> Exercise description: Take the material and output all of it exactly.

[start Data supplied]

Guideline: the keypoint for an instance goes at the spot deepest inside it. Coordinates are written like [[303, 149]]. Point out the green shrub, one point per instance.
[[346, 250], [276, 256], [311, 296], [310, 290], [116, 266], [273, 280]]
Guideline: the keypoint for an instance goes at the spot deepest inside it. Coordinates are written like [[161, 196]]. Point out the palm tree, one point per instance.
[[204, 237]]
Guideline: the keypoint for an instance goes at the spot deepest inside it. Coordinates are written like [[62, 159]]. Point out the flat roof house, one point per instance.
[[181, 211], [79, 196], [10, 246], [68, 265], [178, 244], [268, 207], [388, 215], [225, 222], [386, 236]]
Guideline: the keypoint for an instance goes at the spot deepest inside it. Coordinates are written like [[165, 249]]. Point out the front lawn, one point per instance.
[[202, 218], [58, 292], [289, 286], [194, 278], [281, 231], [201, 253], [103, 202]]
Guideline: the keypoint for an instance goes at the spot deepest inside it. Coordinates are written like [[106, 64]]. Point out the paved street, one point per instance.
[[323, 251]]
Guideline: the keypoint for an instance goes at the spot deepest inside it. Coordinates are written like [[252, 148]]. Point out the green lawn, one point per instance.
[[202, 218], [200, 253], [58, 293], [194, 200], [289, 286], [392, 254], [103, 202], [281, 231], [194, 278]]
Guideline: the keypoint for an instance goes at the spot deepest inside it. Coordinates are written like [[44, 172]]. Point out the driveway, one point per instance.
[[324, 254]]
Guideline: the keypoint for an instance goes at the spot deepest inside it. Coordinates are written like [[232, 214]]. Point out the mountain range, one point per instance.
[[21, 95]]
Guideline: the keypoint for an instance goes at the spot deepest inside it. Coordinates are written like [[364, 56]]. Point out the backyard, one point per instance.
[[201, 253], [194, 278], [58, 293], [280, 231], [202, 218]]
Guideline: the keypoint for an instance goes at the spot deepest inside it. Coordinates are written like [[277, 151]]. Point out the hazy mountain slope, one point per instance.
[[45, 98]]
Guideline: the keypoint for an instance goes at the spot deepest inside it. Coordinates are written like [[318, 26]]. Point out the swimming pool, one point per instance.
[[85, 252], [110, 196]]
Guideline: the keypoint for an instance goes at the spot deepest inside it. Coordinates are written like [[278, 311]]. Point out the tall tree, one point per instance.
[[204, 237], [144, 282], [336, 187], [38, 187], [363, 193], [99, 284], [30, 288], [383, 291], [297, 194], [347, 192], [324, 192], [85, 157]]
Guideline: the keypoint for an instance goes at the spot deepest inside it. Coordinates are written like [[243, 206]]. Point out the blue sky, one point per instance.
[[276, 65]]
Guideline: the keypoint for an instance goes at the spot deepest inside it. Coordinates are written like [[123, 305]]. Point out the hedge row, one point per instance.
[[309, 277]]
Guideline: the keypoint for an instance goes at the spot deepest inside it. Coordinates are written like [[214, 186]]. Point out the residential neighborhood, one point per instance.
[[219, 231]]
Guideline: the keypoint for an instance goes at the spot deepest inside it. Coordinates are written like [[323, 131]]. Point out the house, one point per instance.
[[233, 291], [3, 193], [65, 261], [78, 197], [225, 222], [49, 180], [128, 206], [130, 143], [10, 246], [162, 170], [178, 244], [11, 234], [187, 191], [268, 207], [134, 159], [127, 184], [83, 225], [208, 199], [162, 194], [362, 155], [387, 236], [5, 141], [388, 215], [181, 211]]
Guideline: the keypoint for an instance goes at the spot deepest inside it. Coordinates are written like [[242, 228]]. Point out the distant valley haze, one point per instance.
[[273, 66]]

[end Data supplied]

> Answer to the problem:
Guideline: the keypoint for an instance goes at the spot deepest inside it. Coordinates are written like [[303, 149]]. Point out the green shrub, one point per instance.
[[346, 250], [276, 256], [311, 296], [310, 290], [116, 266], [273, 280]]
Guideline: the keypoint for an instance goes at the spot deepest inside it. Coordinates are written like [[161, 196]]. Point out the palm tree, one point per instance.
[[204, 237]]
Guideline: the keypoint for an instance goes at the spot deepest inside it. Coordinates are written like [[62, 159]]. Point out the flat roof house, one point per instance.
[[181, 211], [79, 196], [10, 246], [68, 265], [178, 244], [268, 207], [388, 215], [225, 222], [386, 236]]
Guideline: the keypoint for an instance goes at the spot deepest inside it. Coordinates are written like [[165, 249]]. Point out the front lawn, one point per instance.
[[202, 218], [58, 292], [289, 286], [194, 278], [281, 231], [201, 253], [103, 202]]
Guideline: the keypoint for an instance goes at the spot deepest inside it. Coordinates are written like [[106, 64]]. Point out the paved street, one point per instance.
[[323, 251]]
Guideline: the keypoint for an instance goes at the spot deepest inside it. Coordinates are written like [[252, 148]]. Point out the green lawn, one point per instance.
[[202, 218], [200, 253], [58, 293], [194, 200], [289, 286], [392, 254], [103, 202], [281, 231], [194, 278]]
Guideline: the keypoint for an instance goes at the spot deepest inside it. Coordinates are written like [[44, 172]]. Point out the driveway, one point per instance.
[[324, 254]]
Guideline: the keypoint for an instance goes at the spot deepest inside it. Coordinates are written like [[232, 214]]. Point out the mountain range, one point per instance.
[[21, 95]]
Guideline: the keypoint for an instance goes at the spot deepest inside it. Coordinates are written like [[364, 56]]. Point out the backyard, one point per instance.
[[201, 253], [194, 278], [58, 293], [280, 231], [202, 218]]
Guideline: the keypoint for an instance goes at the spot deepest inside it. Coordinates are written like [[277, 151]]. Point out the hazy mountain slope, one point per instance.
[[45, 98]]
Guideline: the keypoint for an instance goes at the spot deepest inside it. Coordinates are written like [[318, 26]]. Point out the swimming pool, one point per instance.
[[85, 252], [110, 196]]
Guideline: the keypoint for an instance goes at the spot deepest inside it. Coordinates are written like [[278, 311]]. Point out the tall tree, one point per instance.
[[204, 237], [144, 282], [336, 187], [38, 187], [363, 193], [99, 284], [30, 288], [383, 291], [297, 194], [347, 192], [324, 192], [85, 157]]
Guideline: the keypoint for an instance goes at the spot deepest inside it. Coordinates are written like [[243, 206]]. Point out the blue sky, one point per instance.
[[276, 65]]
Guideline: the keypoint for an instance goes at the spot deepest inside it. Coordinates are written like [[123, 305]]. Point out the hedge row, one point per instance.
[[309, 277]]
Guideline: the keypoint for an instance goes at the spot deepest inside it. Coordinates are written like [[214, 186]]. Point out the residential neighborhood, one point per instance.
[[219, 231]]
Guideline: the keypoint for an instance goes at the spot deepest inside it. Coordinates are written like [[323, 131]]. Point out the house, one point per instance.
[[233, 291], [3, 193], [65, 261], [78, 197], [225, 222], [49, 180], [128, 206], [130, 143], [10, 246], [162, 170], [178, 244], [11, 234], [187, 191], [268, 207], [134, 159], [127, 184], [83, 225], [208, 199], [162, 194], [362, 155], [387, 236], [5, 141], [388, 215], [181, 211]]
Guideline: the keypoint for an instance goes at the spot deepest inside it. Coordinates are written like [[242, 228]]. Point out the distant valley haze, one point per instance.
[[273, 66]]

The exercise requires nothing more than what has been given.